TASK TO CARRY OUT: Exactly the lines from the one containing "Target: woman's short brown hair" through the end of the data, and nothing more, should be retyped; pictures stay out.

SUPPLIED DATA section start

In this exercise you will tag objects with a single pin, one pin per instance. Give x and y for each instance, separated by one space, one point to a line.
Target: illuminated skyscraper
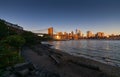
50 31
89 34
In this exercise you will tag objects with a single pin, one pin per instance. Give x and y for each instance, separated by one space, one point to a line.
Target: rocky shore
55 63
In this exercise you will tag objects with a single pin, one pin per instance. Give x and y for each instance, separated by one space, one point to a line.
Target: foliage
3 30
9 50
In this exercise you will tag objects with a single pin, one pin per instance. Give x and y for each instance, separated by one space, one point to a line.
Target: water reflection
100 50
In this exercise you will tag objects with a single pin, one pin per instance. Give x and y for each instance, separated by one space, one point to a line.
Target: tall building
50 31
100 34
89 34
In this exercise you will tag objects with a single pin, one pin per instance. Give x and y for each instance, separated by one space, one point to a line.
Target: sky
63 15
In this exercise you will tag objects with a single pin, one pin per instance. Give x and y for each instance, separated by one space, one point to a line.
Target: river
105 51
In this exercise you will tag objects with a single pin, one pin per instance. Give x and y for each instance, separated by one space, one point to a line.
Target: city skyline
64 15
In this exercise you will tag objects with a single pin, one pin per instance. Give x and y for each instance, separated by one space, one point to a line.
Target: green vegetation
9 50
11 43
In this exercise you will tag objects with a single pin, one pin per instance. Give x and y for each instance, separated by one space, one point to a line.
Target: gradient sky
63 15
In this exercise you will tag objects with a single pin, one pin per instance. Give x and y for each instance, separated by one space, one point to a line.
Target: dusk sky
63 15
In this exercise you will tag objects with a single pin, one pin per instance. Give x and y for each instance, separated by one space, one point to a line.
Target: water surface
105 51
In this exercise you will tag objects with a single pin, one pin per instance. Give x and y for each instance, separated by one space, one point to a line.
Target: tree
3 30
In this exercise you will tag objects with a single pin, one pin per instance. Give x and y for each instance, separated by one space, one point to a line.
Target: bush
9 50
3 30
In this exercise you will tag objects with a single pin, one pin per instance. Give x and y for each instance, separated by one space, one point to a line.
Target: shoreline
63 63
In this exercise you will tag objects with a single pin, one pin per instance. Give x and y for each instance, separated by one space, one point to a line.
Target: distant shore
67 65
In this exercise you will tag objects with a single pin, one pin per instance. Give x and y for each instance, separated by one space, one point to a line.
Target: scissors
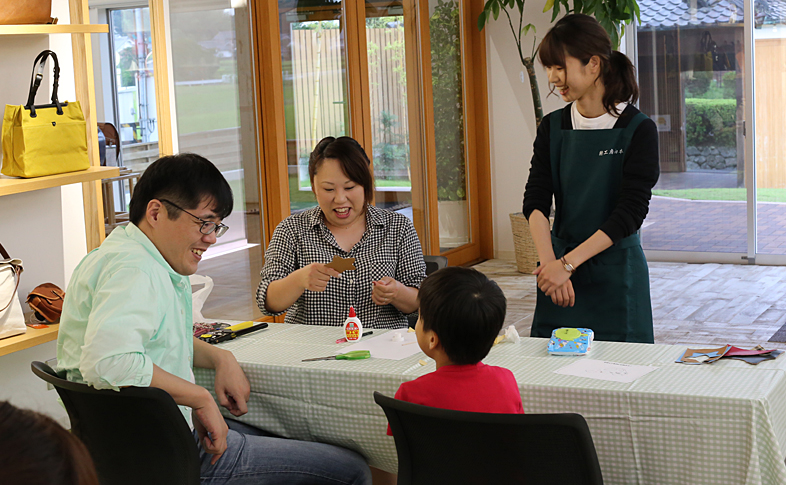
354 355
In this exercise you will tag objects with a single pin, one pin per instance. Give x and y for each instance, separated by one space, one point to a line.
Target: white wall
512 118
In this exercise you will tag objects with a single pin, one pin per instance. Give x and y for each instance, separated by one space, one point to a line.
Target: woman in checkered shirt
389 264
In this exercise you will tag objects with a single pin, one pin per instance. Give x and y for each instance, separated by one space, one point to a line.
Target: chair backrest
433 263
445 446
137 435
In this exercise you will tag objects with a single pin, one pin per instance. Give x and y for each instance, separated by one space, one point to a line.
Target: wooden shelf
10 186
54 29
33 337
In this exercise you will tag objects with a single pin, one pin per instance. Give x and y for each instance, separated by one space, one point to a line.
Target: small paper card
703 356
341 264
605 371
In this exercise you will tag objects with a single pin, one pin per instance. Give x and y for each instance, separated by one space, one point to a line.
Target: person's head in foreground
341 180
179 203
461 313
36 450
580 63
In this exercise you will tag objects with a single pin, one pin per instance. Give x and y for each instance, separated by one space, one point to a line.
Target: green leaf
555 12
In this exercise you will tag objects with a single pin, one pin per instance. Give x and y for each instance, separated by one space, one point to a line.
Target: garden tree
445 36
611 14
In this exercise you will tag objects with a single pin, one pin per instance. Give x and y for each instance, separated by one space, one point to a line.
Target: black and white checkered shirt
389 247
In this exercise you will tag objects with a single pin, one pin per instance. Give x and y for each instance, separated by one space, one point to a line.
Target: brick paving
712 226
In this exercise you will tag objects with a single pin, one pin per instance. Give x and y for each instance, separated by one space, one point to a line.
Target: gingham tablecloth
702 424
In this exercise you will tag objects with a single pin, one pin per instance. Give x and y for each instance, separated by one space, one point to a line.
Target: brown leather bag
17 12
47 302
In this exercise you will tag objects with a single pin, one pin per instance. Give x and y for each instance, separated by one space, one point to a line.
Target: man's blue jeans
255 457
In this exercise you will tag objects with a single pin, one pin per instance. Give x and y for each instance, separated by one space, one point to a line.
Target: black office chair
445 446
135 436
433 263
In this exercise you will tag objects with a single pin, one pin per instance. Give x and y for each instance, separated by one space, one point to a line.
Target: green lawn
206 107
763 195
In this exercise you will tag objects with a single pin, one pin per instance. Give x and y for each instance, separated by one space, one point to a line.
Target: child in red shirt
461 313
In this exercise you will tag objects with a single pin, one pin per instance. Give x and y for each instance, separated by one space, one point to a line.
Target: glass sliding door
391 33
314 68
131 132
692 76
769 59
447 97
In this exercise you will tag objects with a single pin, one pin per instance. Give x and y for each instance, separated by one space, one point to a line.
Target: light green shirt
126 309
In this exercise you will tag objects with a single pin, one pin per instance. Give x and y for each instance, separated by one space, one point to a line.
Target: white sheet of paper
605 371
383 346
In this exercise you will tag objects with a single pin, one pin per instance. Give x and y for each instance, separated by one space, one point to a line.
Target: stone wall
711 158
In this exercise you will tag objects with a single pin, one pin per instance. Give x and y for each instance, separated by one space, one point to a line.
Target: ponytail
619 81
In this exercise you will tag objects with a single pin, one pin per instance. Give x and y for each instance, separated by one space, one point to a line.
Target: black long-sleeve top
640 171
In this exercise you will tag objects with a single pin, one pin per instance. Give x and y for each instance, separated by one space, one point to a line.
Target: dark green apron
612 289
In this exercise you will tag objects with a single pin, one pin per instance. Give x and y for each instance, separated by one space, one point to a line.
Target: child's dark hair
186 180
582 37
352 158
465 309
38 451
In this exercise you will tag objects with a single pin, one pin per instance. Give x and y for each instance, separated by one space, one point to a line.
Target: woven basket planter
526 255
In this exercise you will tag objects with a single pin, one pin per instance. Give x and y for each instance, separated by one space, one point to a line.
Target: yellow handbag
45 139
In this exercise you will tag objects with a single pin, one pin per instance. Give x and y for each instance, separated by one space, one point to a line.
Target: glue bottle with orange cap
353 329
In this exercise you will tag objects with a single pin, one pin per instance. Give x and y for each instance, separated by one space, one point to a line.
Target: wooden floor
691 303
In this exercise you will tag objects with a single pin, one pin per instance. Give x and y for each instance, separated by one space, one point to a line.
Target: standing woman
598 157
389 266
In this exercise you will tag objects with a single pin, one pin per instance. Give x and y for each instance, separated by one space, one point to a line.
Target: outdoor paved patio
714 226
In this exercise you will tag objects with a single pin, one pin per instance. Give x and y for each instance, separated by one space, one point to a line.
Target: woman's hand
385 291
564 295
316 276
551 276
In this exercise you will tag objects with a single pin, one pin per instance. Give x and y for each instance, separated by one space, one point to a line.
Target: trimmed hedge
711 122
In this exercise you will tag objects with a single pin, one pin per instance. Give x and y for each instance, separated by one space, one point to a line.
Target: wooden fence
319 79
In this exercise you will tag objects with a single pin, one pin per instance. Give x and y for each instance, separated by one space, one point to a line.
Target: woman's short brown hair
352 158
581 36
38 451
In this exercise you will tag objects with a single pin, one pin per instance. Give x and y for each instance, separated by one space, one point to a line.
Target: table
718 423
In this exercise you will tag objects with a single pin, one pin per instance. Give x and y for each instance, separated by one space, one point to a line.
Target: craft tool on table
344 339
354 355
232 332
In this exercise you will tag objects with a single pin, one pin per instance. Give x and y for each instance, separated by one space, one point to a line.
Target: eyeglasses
207 226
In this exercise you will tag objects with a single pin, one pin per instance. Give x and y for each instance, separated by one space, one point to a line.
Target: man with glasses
127 322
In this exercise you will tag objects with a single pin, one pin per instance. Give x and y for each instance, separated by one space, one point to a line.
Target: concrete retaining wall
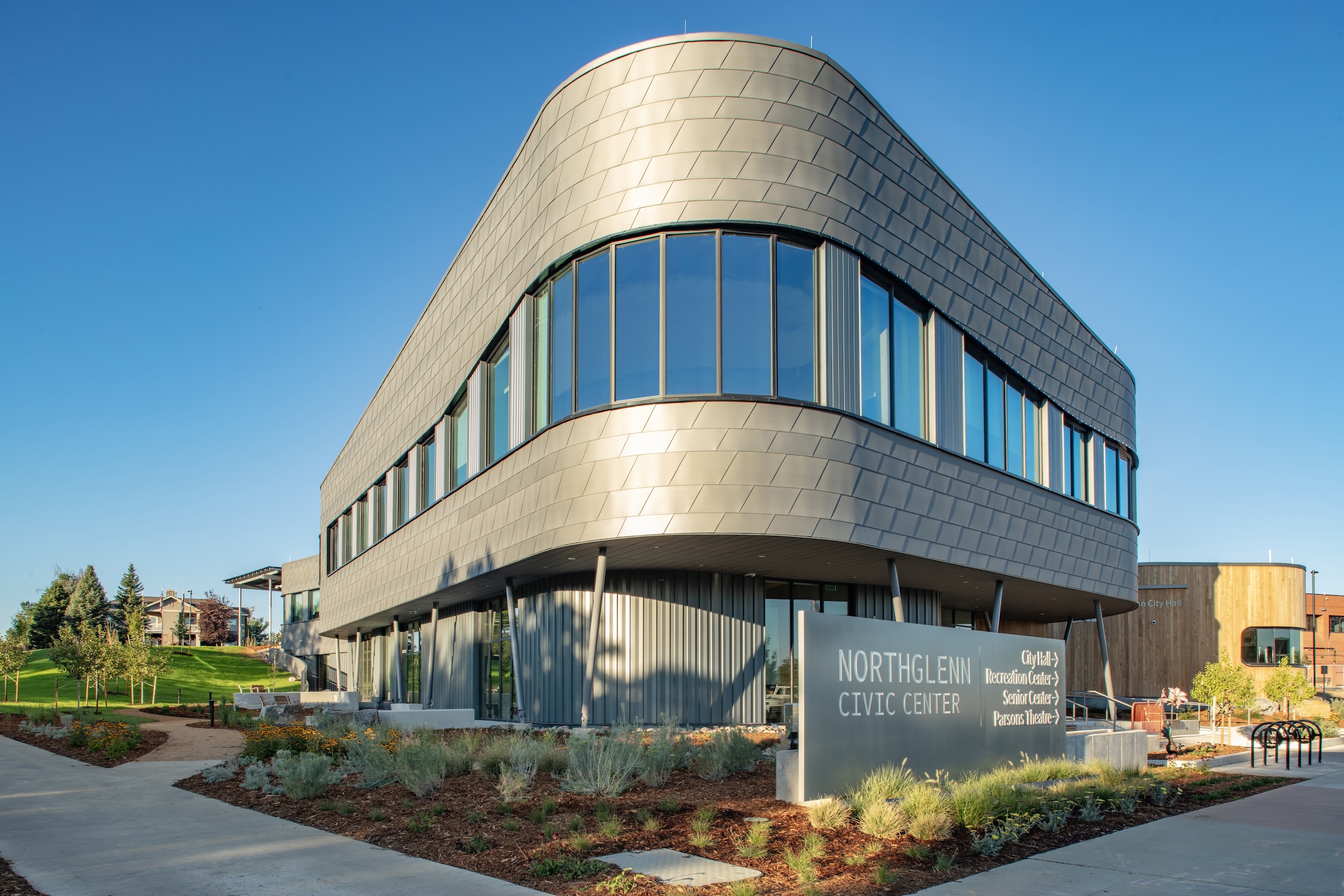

SUPPLIED DATA section end

THE ANSWER:
Target: woman's short brown hair
352 158
581 36
38 451
In this exercise you will tag objects with a single pin, one pin per instance. Give x and y for each instance, separated by one space, one point to a line.
Target: table
718 423
In this exercise you will tag objects with a single pin, one pin per instance. Give x and y for each instance, separated by one space, one point to a line.
Target: craft tool on table
344 339
354 355
232 332
In this exercise you will tag objects with a single pin, one pin per instance. Give x and y for each instance, separated by one space, one point to a line.
Target: eyeglasses
207 226
In this exercise you will tag objects with a single pin, one pin per instance. Give x and y for each instance, separated by one space, one point to a line.
Target: man with glasses
127 322
In this exercise you will tag objects with a single pin, one pin per instance. Give x and y for each instance, separated by one space, one point to a line.
Target: concrete retaining wall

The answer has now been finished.